**Exercise:**
Could you reproduce the material below exactly, from the line containing "List the coordinates" through its last line, and leave out everything else?
======== Material to process
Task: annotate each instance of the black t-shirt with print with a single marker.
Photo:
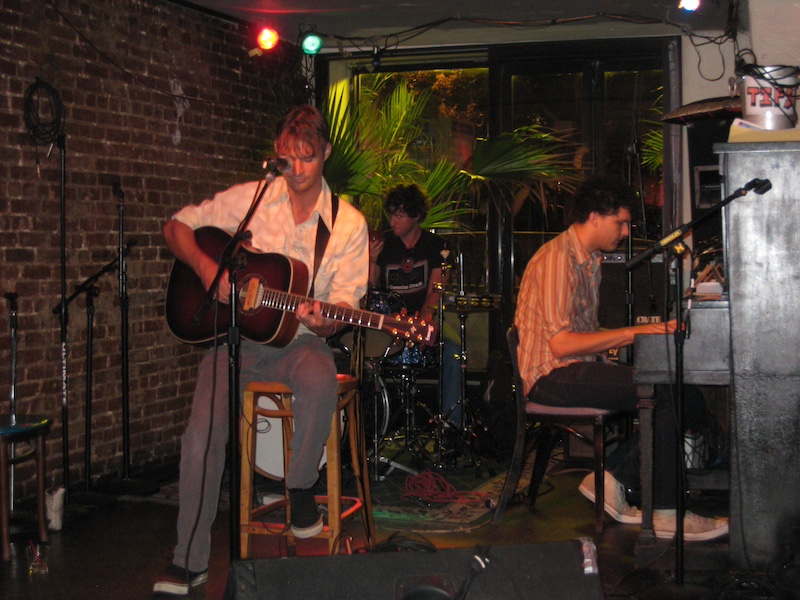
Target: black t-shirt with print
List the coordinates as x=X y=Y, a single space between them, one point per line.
x=407 y=272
================
**Response for this exercise:**
List the coordinates as x=X y=Y, a single space between them, one point per line.
x=407 y=272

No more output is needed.